▶ TASK 1
Reproduce the SQL Server usergroup post word for word from "Iain Kick gave" to "recent SAP/Basis investigations.".
▶ TASK 2
According to the SQL Server usergroup post, who presented on replaying trace files?

▶ DOCUMENT SECTION

▼

Saturday, June 27, 2009

tech: July 2009 SQL Server usergroup

The July 2009 SQL Server usergroup (at Microsoft London Office) was interesting. The format was informal, with plenty of Q&A and good audience participation.

  • 18:30 - 18:40 Intro, what’s in the news, Q&A,
  • 18:40 - 18:45 Nugget 1 %%lockres%% - James Rowland-Jones
  • 18:45 - 18:50 Nugget 2 - Common MDX Gotchas when aggregating inside Calculated Members - Ashwani Roy
  • 18:50 - 19:40 End-to-End SQL Server Performance Troubleshooting - Iain Kick
  • 20:00 - 21:00 Replaying Trace Files - Martin Bell


The July 2009 SQL Server usergroup (at Microsoft London Office) was interesting. The format was informal, with plenty of Q&A and good audience participation.

Iain Kick gave an excellent presentation, on the various sources of information you should be using, when "SQL Server Performance Troubleshooting". There were striking parallels for me with the recent Oracle / SAP performance work I have been doing. I am going to go through a few of the key sources which Iain discussed and their equivalents with my recent SAP/Basis investigations.

1) Monitor and Examine your logs

"The SQL Server Errors Logs should be monitored"

▲

(Region pointing data)
▼

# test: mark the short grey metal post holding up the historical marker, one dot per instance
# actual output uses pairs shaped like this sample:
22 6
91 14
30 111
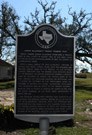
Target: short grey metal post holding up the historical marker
44 126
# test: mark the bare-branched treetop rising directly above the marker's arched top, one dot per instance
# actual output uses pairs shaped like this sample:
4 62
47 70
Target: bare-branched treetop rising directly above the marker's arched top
49 16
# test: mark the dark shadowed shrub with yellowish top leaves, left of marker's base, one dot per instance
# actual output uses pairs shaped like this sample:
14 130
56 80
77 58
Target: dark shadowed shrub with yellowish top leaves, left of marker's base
8 121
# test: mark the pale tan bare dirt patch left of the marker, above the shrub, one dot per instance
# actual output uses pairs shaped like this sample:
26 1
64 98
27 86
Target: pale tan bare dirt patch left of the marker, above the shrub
7 97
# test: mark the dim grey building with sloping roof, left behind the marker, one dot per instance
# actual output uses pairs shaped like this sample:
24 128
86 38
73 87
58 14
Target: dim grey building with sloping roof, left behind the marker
6 71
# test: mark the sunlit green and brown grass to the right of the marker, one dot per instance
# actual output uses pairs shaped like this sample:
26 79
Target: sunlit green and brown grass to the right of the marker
83 95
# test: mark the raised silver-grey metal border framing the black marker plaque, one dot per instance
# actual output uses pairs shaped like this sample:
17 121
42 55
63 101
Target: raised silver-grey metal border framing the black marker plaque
52 117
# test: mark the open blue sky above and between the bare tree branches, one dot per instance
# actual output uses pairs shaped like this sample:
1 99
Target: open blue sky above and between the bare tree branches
24 7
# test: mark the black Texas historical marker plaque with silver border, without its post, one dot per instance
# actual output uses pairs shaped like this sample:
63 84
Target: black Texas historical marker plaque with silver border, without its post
44 75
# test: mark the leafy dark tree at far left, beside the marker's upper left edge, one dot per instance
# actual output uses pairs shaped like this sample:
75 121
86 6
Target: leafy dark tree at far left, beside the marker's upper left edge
9 27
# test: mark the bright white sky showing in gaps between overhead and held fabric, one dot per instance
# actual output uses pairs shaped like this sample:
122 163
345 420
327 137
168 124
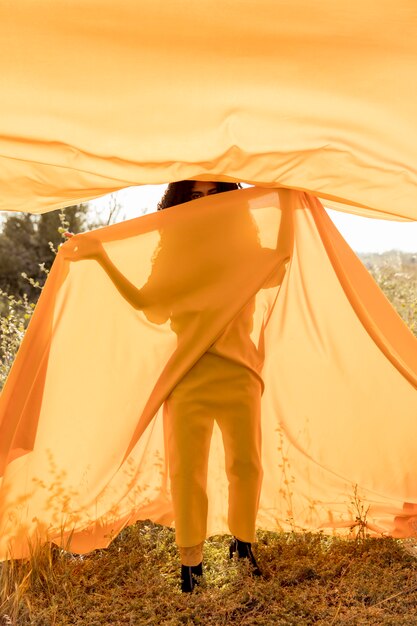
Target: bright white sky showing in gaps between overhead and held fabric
362 234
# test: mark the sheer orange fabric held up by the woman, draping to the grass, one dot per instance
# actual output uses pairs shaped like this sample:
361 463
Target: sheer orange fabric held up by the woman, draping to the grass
82 443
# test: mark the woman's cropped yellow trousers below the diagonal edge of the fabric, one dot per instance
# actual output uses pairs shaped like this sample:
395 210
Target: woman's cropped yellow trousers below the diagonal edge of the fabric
214 389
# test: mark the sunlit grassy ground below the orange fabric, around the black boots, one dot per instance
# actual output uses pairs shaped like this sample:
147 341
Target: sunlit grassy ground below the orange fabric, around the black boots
308 579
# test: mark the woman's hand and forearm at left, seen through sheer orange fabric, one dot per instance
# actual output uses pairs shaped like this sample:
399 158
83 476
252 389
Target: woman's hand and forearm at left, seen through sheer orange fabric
86 247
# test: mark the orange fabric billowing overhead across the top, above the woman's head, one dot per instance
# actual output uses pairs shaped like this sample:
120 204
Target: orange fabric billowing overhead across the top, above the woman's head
97 95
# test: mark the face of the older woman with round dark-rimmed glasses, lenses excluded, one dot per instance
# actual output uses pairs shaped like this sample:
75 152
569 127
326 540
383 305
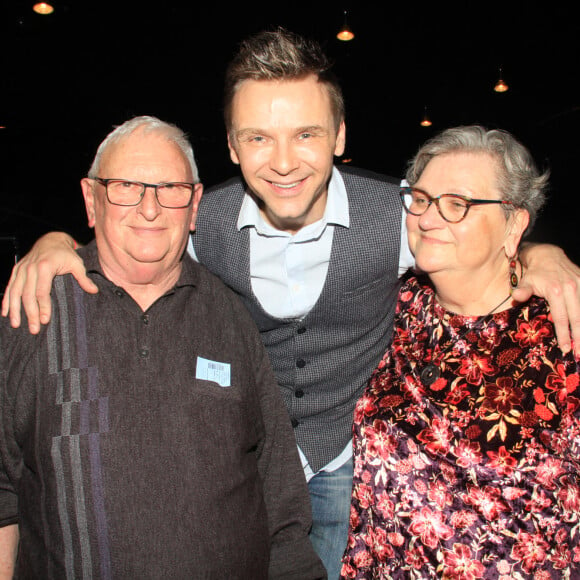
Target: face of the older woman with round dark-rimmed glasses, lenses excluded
481 243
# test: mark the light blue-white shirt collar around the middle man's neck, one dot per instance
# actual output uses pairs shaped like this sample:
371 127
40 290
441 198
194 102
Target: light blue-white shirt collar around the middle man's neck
336 211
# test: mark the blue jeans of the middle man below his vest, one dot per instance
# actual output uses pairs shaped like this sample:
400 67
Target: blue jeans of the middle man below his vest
330 497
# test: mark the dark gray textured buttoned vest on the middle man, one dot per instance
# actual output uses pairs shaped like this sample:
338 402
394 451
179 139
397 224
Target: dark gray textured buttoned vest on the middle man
323 361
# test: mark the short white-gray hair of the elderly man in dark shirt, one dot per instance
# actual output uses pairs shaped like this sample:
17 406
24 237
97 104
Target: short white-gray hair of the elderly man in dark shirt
148 125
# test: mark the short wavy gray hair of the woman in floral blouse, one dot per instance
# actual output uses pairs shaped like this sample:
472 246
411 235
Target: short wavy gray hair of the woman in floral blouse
518 178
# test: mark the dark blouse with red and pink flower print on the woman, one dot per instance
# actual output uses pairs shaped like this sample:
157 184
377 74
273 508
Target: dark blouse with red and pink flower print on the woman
478 474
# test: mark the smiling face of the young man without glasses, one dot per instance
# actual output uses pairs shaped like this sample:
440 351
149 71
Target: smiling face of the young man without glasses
284 138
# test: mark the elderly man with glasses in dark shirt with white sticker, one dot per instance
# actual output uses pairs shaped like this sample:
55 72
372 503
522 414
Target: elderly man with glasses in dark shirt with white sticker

▲

▶ YOUR RESPONSE 1
Iain Kick gave an excellent presentation, on the various sources of information you should be using, when "SQL Server Performance Troubleshooting". There were striking parallels for me with the recent Oracle / SAP performance work I have been doing. I am going to go through a few of the key sources which Iain discussed and their equivalents with my recent SAP/Basis investigations.

▶ YOUR RESPONSE 2
Martin Bell